Aim A:
Could you convert the stretch of rows below, from the line containing "Look at the photo above. For every instance of the submerged" through the end of the rows, into a Markdown table with the columns No. and Row line? Leave out blank lines.
[Start of Supplied text]
The 954 new charges were filed Jan. 16 against Jeffrey Heasley, a beef production supervisor at the Agriprocessors Inc. plant in Postville. They include alleged child labor violations of employing minors in a meatpacking establishment and for exposing minors to dangerous or poisonous chemicals.
The company also operated a plant near Gordon, Neb., that wasn't involved in the accusations.
Last September, the Iowa attorney general's office filed more than 9,000 charges against the plant, its owners and managers. Prosecutors accuse them of hiring minors and in some cases of having children younger than 16 handle dangerous equipment.
According to an online court docket, the state filed a motion last week to join the case against Heasley with the other defendants facing child labor charges. Heasley's trial is scheduled for April 20, the same day as the other defendants. He is scheduled to appear in court for a hearing Wednesday.
An attorney for Heasley was not listed in court documents, the Allamakee County Clerk's Office said. A woman who answered the telephone at the Agriprocessors plant said Heasley continues to work there. A message left for him on Monday afternoon at the plant wasn't immediately returned.
The other defendants face 9,311 individual counts -- one for each day a particular violation is alleged for each worker. Those defendants include the company itself; plant owner Abraham Aaron Rubashkin; former plant manager Sholom Rubashkin; human resources manager Elizabeth Billmeyer; and human resource employees Laura Althouse and Karina Freund.
As the case against the company and its owners and managers moves forward, prosecutors allege five types of violations of Iowa's child labor laws. Two charges -- employing a child under age 18 in a meatpacking plant and employing a child under age 18 in an occupation that exposes the child to dangerous or poisonous chemicals -- are charges that Heasley also faces.
The other defendants also face charges including employing a child under age 16 who operated power machinery; employing a child under age 16 who worked during prohibited hours or more hours in a day than permitted by law; and employing a child under 16 who worked more days in a week than permitted by law.
An affidavit in that case said that children were exposed to dry ice and chlorine solutions and that children were operating conveyor belts, meat grinders, circular saws, power washers and power shears.
The affidavit includes more than 1,500 work hour violations, including children under age 16 who worked more than eight hours a day and more than 40 hours a week. Children under 16 also worked 12 hour days, and during the school year worked more than four hours a day and more than 28 hours a week, the affidavit said.
[End of Supplied text]
Aim B:
According to the article on the Agriprocessors charges, what equipment were children operating?
[Start of Exercise data]
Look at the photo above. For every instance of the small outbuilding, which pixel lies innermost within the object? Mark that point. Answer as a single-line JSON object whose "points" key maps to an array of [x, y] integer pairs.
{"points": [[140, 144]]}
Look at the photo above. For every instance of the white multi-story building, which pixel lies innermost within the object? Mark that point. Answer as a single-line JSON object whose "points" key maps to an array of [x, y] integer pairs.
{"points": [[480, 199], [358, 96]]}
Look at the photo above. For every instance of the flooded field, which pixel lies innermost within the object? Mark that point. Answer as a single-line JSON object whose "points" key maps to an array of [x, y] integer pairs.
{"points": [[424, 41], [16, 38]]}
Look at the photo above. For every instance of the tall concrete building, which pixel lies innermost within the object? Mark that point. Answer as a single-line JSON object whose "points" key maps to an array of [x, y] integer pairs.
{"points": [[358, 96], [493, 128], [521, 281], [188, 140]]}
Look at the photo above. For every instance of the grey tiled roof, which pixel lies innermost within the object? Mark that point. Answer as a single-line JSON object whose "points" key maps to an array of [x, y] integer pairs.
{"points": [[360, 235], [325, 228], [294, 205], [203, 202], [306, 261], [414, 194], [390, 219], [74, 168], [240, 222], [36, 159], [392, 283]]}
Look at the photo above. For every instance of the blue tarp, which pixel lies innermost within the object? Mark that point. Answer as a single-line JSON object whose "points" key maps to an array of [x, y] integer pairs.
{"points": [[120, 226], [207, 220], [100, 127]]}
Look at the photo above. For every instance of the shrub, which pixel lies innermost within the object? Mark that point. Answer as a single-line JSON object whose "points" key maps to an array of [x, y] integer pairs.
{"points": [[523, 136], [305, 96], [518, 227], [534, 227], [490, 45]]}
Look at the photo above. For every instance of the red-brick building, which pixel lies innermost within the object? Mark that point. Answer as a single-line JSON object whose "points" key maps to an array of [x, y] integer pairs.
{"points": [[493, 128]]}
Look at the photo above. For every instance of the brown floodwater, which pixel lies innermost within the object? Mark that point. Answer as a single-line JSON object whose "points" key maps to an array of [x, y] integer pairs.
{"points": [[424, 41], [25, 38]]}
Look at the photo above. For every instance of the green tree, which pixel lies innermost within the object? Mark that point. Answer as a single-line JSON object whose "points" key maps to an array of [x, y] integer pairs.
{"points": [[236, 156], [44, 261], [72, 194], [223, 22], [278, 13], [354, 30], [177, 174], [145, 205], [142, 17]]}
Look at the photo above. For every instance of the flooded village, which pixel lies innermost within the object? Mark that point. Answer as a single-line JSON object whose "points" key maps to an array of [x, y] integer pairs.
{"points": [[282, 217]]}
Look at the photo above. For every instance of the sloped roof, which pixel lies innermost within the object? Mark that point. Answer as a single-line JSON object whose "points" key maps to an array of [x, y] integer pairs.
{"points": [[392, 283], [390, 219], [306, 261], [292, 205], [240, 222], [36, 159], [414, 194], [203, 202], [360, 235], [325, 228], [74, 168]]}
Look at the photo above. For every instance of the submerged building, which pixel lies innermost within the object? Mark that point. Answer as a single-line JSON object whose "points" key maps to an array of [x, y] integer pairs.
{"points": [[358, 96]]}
[End of Exercise data]
Task answer A:
| No. | Row line |
|---|---|
| 1 | Look at the photo above. For every instance of the submerged building, which pixel lies innermost within the object? Mark that point. Answer as a single-line JSON object whose "points" key maps to an array of [x, y] integer pairs. |
| 2 | {"points": [[358, 96]]} |

Task answer B:
- Conveyor belts
- Meat grinders
- Circular saws
- Power washers
- Power shears